---------- Supplied text

Amnesty campaign

 
Published: Friday 31 December 2004

-- Justice for Bhopal India

As the 20th anniversary of the Bhopal pesticide plant tragedy sounded its sombre bell this week, media organisations and charities worldwide breathed new life into campaigns to bring justice to all those affected. In December 1984 eight thousand people were killed and half a million maimed when a 27 ton cocktail of lethal toxic gases leaked from the dilapidated Union Carbide plant into the teeming heart of Bhopal's old city. Over the last twenty years a further 15,000 people have died through exposure to the toxins, and many others suffer from debilitating diseases for which treatment is largely ineffective. Twenty years on, survivors are still waiting for adequate compensation, medical assistance and treatment, and comprehensive economic and social rehabilitation. Furthermore, the site has not yet been properly cleaned up, so toxic waste continues to pollute the local area and contaminate the water supplies of 20,000 people.

Across the world diverse media forms have been employed to bring awareness of the chemical massacre and justice for its victims. In Germany, Sabine Breitsameter aired his radio play Bhopal-Erinnerungen an die Giftgas- Katastrophe von 1984, which incorporates original sounds and voices from Bhopal. Amnesty International launched a massive campaign urging the Indian government and Dow Chemical to clean up the site, and calling for the imposition of an international framework of human rights for business based on the un Norms for Business to hold companies accountable and guarantee redress for victims. Meanwhile students across the world organised events and campaigns demanding that Dow Chemical finally resolve its legal and moral responsibilities for the 'Hiroshima of the chemical industry'. The events, organized by Students for Bhopal, Association for India's Development chapters, the Campus Greens and the Environmental Justice Program of the Sierra Student Coalition, represent the first mass student movement Dow has faced since its production of killer chemicals Agent Orange and Napalm during the Vietnam War.

--------------------

Aim of the task
Write out the full Bhopal article word for word, from its first line to its last. The records that come next have nothing to do with the Bhopal article.

---------- Provided records

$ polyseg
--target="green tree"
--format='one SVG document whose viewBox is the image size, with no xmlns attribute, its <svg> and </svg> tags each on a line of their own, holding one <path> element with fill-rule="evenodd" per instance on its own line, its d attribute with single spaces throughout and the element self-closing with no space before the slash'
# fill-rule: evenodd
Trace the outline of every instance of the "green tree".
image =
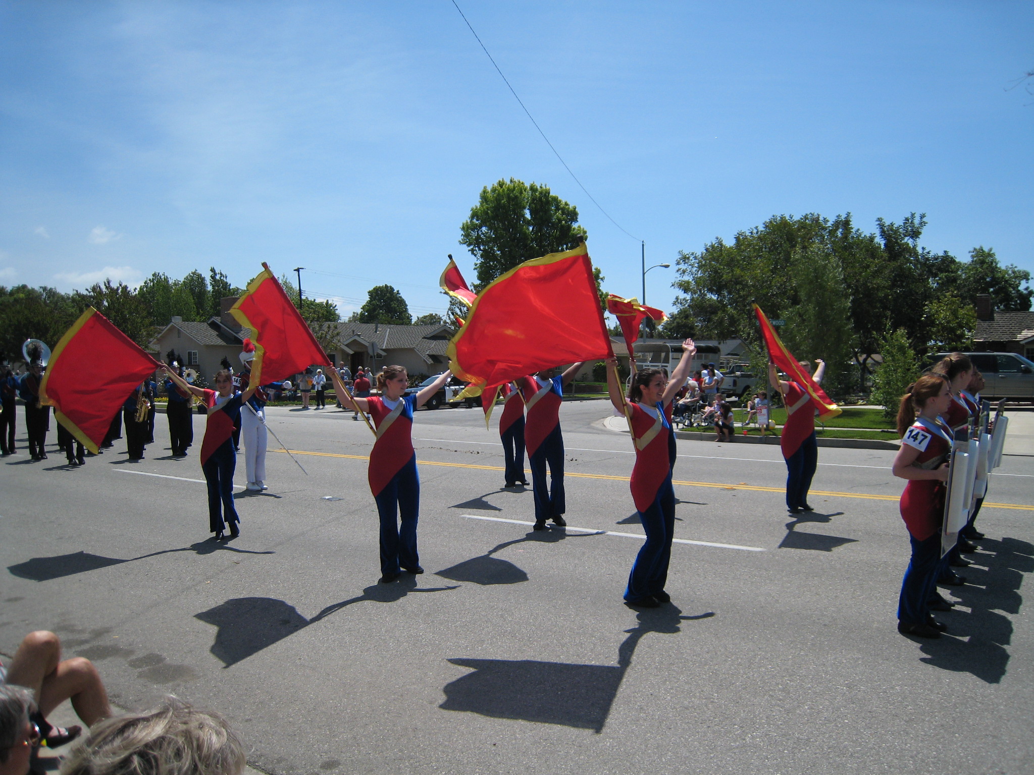
<svg viewBox="0 0 1034 775">
<path fill-rule="evenodd" d="M 791 270 L 799 303 L 786 313 L 783 339 L 799 359 L 826 362 L 825 390 L 844 395 L 850 389 L 851 300 L 840 260 L 821 246 L 803 248 Z"/>
<path fill-rule="evenodd" d="M 402 295 L 391 285 L 374 285 L 367 293 L 366 303 L 359 310 L 359 322 L 409 326 L 413 316 Z"/>
<path fill-rule="evenodd" d="M 586 235 L 577 224 L 577 208 L 548 186 L 511 178 L 483 188 L 460 226 L 460 244 L 475 257 L 475 290 L 529 258 L 577 247 Z"/>
<path fill-rule="evenodd" d="M 1031 308 L 1034 289 L 1029 285 L 1021 287 L 1030 282 L 1031 273 L 1011 264 L 1002 267 L 992 248 L 973 248 L 960 274 L 959 296 L 964 302 L 974 304 L 977 293 L 991 293 L 995 308 L 1004 312 L 1026 312 Z"/>
<path fill-rule="evenodd" d="M 976 332 L 976 310 L 973 305 L 946 293 L 926 304 L 926 331 L 935 352 L 968 350 Z"/>
<path fill-rule="evenodd" d="M 880 340 L 883 362 L 873 375 L 873 400 L 881 404 L 888 420 L 898 416 L 898 406 L 909 384 L 919 376 L 915 350 L 904 329 L 888 331 Z"/>
</svg>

--------------------

Reply to the task
Amnesty campaign

 
Published: Friday 31 December 2004

-- Justice for Bhopal India

As the 20th anniversary of the Bhopal pesticide plant tragedy sounded its sombre bell this week, media organisations and charities worldwide breathed new life into campaigns to bring justice to all those affected. In December 1984 eight thousand people were killed and half a million maimed when a 27 ton cocktail of lethal toxic gases leaked from the dilapidated Union Carbide plant into the teeming heart of Bhopal's old city. Over the last twenty years a further 15,000 people have died through exposure to the toxins, and many others suffer from debilitating diseases for which treatment is largely ineffective. Twenty years on, survivors are still waiting for adequate compensation, medical assistance and treatment, and comprehensive economic and social rehabilitation. Furthermore, the site has not yet been properly cleaned up, so toxic waste continues to pollute the local area and contaminate the water supplies of 20,000 people.

Across the world diverse media forms have been employed to bring awareness of the chemical massacre and justice for its victims. In Germany, Sabine Breitsameter aired his radio play Bhopal-Erinnerungen an die Giftgas- Katastrophe von 1984, which incorporates original sounds and voices from Bhopal. Amnesty International launched a massive campaign urging the Indian government and Dow Chemical to clean up the site, and calling for the imposition of an international framework of human rights for business based on the un Norms for Business to hold companies accountable and guarantee redress for victims. Meanwhile students across the world organised events and campaigns demanding that Dow Chemical finally resolve its legal and moral responsibilities for the 'Hiroshima of the chemical industry'. The events, organized by Students for Bhopal, Association for India's Development chapters, the Campus Greens and the Environmental Justice Program of the Sierra Student Coalition, represent the first mass student movement Dow has faced since its production of killer chemicals Agent Orange and Napalm during the Vietnam War.